### Aim of the task
Repeat the data exactly as it stands.

### Segmentation mask data
▼▼▼

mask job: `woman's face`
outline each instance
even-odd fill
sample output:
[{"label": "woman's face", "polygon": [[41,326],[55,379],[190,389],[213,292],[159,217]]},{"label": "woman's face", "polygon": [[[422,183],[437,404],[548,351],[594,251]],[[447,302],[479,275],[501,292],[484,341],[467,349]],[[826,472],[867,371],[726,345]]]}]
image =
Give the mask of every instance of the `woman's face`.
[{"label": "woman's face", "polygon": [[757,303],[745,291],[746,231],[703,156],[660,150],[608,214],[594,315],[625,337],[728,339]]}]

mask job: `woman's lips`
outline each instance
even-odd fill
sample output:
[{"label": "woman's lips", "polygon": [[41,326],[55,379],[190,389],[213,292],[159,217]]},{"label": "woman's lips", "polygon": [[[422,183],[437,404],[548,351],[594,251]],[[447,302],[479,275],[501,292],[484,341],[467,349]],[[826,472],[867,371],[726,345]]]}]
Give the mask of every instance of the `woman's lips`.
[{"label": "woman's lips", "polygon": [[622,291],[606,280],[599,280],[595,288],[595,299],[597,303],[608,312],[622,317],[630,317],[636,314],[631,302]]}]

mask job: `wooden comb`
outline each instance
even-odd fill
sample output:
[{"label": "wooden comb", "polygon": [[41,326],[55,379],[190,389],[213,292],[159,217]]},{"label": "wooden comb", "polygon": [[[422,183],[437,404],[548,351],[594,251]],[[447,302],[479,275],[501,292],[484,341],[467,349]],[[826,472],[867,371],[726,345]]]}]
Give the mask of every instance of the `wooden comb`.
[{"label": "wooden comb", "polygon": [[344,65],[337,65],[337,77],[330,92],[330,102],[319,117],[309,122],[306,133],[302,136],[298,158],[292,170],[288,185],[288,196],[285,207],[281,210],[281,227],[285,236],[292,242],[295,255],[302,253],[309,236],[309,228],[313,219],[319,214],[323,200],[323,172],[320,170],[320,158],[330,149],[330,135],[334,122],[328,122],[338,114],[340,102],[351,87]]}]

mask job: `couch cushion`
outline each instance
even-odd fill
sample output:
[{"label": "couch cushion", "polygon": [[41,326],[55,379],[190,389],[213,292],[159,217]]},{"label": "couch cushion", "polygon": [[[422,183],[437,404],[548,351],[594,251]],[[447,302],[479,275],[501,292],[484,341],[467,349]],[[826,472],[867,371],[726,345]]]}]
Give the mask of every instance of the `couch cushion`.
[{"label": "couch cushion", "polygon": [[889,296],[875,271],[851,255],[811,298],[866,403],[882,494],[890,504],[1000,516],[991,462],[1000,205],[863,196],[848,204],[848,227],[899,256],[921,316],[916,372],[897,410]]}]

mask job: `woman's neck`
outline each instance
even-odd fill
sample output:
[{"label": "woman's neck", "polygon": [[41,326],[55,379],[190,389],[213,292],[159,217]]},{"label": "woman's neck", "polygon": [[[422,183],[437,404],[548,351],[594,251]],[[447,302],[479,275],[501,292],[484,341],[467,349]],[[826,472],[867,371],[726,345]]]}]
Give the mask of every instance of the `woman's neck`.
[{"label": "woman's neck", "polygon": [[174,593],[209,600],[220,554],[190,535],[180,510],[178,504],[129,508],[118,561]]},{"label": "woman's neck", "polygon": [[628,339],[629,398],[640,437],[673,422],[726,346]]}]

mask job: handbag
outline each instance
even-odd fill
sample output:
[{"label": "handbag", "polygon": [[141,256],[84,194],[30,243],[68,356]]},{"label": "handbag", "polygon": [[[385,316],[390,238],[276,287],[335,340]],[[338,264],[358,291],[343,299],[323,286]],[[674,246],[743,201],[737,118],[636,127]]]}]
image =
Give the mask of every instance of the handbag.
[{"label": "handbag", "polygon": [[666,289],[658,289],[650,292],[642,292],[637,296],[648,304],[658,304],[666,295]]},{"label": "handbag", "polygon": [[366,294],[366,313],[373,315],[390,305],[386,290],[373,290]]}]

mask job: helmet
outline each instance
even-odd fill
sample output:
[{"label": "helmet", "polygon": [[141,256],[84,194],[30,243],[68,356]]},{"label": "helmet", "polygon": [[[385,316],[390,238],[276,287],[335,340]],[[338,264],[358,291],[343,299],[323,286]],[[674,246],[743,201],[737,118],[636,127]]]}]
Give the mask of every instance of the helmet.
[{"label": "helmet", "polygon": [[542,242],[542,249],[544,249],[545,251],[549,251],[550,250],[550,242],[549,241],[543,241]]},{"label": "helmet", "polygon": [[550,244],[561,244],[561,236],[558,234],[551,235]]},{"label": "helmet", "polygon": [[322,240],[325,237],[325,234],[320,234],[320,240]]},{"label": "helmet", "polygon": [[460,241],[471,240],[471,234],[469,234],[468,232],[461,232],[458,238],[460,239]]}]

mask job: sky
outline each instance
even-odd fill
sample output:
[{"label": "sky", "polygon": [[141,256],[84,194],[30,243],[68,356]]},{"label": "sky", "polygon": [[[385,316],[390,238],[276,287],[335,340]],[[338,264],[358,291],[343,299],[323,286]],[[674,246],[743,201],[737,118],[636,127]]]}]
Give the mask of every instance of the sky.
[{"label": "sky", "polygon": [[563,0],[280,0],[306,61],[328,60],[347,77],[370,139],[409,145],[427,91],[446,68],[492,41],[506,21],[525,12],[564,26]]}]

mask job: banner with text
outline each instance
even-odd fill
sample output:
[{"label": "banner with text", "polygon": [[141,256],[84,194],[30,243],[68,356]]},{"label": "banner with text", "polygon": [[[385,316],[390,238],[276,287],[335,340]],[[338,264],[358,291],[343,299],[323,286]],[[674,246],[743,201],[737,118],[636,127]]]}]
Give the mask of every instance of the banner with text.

▲▲▲

### Result
mask job: `woman's face`
outline each instance
even-odd fill
sample output:
[{"label": "woman's face", "polygon": [[41,326],[55,379],[190,389],[213,292],[159,217]]},{"label": "woman's face", "polygon": [[[422,183],[437,404],[548,351],[594,251]],[[447,302],[479,275],[501,292],[484,341],[467,349]],[[826,472],[867,371],[726,345]]]}]
image =
Give the mask of every instance of the `woman's face`.
[{"label": "woman's face", "polygon": [[757,303],[745,291],[746,231],[703,156],[660,150],[608,214],[594,315],[625,337],[728,339]]}]

mask job: `woman's lips`
outline each instance
even-odd fill
sample output:
[{"label": "woman's lips", "polygon": [[41,326],[55,379],[190,389],[213,292],[159,217]]},{"label": "woman's lips", "polygon": [[[422,183],[437,404],[548,351],[594,251]],[[447,302],[479,275],[501,292],[484,341],[467,349]],[[826,472],[867,371],[726,345]]]}]
Give the mask of every instance of the `woman's lips`.
[{"label": "woman's lips", "polygon": [[622,291],[606,280],[599,280],[595,288],[595,299],[597,303],[608,312],[622,317],[630,317],[636,314],[631,302]]}]

mask job: `wooden comb`
outline each instance
even-odd fill
sample output:
[{"label": "wooden comb", "polygon": [[41,326],[55,379],[190,389],[213,292],[159,217]]},{"label": "wooden comb", "polygon": [[[422,183],[437,404],[548,351],[594,251]],[[447,302],[479,275],[501,292],[484,341],[467,349]],[[826,472],[867,371],[726,345]]]}]
Give the mask of every instance of the `wooden comb`.
[{"label": "wooden comb", "polygon": [[344,65],[337,65],[337,77],[330,92],[330,102],[319,117],[309,122],[306,133],[302,136],[298,158],[292,170],[288,185],[288,196],[285,207],[281,210],[281,227],[285,236],[292,242],[295,255],[302,253],[309,236],[309,228],[313,219],[319,214],[323,200],[323,172],[320,170],[320,158],[330,149],[330,135],[334,122],[328,122],[338,114],[340,102],[351,87]]}]

mask job: `couch cushion`
outline each instance
even-odd fill
sample output:
[{"label": "couch cushion", "polygon": [[41,326],[55,379],[190,389],[213,292],[159,217]]},{"label": "couch cushion", "polygon": [[[422,183],[437,404],[548,351],[594,251]],[[447,302],[479,275],[501,292],[484,341],[467,349]],[[826,472],[867,371],[726,345]]]}]
Give the mask of every instance of the `couch cushion`.
[{"label": "couch cushion", "polygon": [[889,296],[875,271],[851,255],[811,298],[866,403],[882,494],[890,504],[1000,516],[991,462],[1000,205],[863,196],[848,204],[848,227],[899,256],[921,316],[916,372],[897,410]]}]

mask job: `woman's neck`
outline each instance
even-odd fill
sample output:
[{"label": "woman's neck", "polygon": [[41,326],[55,379],[190,389],[213,292],[159,217]]},{"label": "woman's neck", "polygon": [[[422,183],[437,404],[548,351],[594,251]],[[447,302],[479,275],[501,292],[484,341],[467,349]],[[826,472],[867,371],[726,345]]]}]
Give the mask of every instance of the `woman's neck`.
[{"label": "woman's neck", "polygon": [[174,593],[209,600],[220,554],[190,535],[180,510],[178,504],[129,508],[118,561]]},{"label": "woman's neck", "polygon": [[628,339],[629,398],[640,437],[673,422],[726,346]]}]

mask job: handbag
outline each instance
even-odd fill
sample output:
[{"label": "handbag", "polygon": [[141,256],[84,194],[30,243],[68,356]]},{"label": "handbag", "polygon": [[[385,316],[390,238],[276,287],[335,340]],[[338,264],[358,291],[343,299],[323,286]],[[674,246],[743,201],[737,118],[636,127]]]}]
image =
Give the mask of every instance of the handbag.
[{"label": "handbag", "polygon": [[666,289],[658,289],[650,292],[642,292],[637,296],[648,304],[658,304],[666,295]]},{"label": "handbag", "polygon": [[366,294],[366,313],[373,315],[390,305],[386,290],[373,290]]}]

mask job: helmet
outline each instance
even-odd fill
sample output:
[{"label": "helmet", "polygon": [[141,256],[84,194],[30,243],[68,356]]},{"label": "helmet", "polygon": [[[385,316],[390,238],[276,287],[335,340]],[[338,264],[358,291],[343,299],[323,286]],[[674,246],[743,201],[737,118],[636,127]]]}]
Give the mask of every instance of the helmet.
[{"label": "helmet", "polygon": [[542,242],[542,249],[544,249],[545,251],[549,251],[550,250],[550,242],[549,241],[543,241]]},{"label": "helmet", "polygon": [[550,244],[561,244],[561,236],[558,234],[551,235]]},{"label": "helmet", "polygon": [[322,240],[325,237],[325,234],[320,234],[320,240]]},{"label": "helmet", "polygon": [[460,241],[471,240],[471,234],[469,234],[468,232],[461,232],[458,238],[460,239]]}]

mask job: sky
outline each instance
even-odd fill
sample output:
[{"label": "sky", "polygon": [[141,256],[84,194],[30,243],[68,356]]},{"label": "sky", "polygon": [[[385,316],[390,238],[276,287],[335,340]],[[338,264],[358,291],[343,299],[323,286]],[[674,246],[743,201],[737,118],[636,127]]]}]
Give the mask of every instance of the sky.
[{"label": "sky", "polygon": [[563,0],[280,0],[306,61],[328,60],[347,77],[370,139],[409,145],[427,91],[446,68],[492,41],[506,21],[525,12],[564,26]]}]

mask job: banner with text
outline each instance
even-odd fill
sample output:
[{"label": "banner with text", "polygon": [[141,256],[84,194],[30,243],[68,356]]},{"label": "banner with text", "polygon": [[[385,316],[390,238],[276,287],[335,340]],[[338,264],[358,291],[343,299],[323,286]],[[674,246],[743,201],[737,118],[636,127]]]}]
Give the mask of every instance of the banner with text.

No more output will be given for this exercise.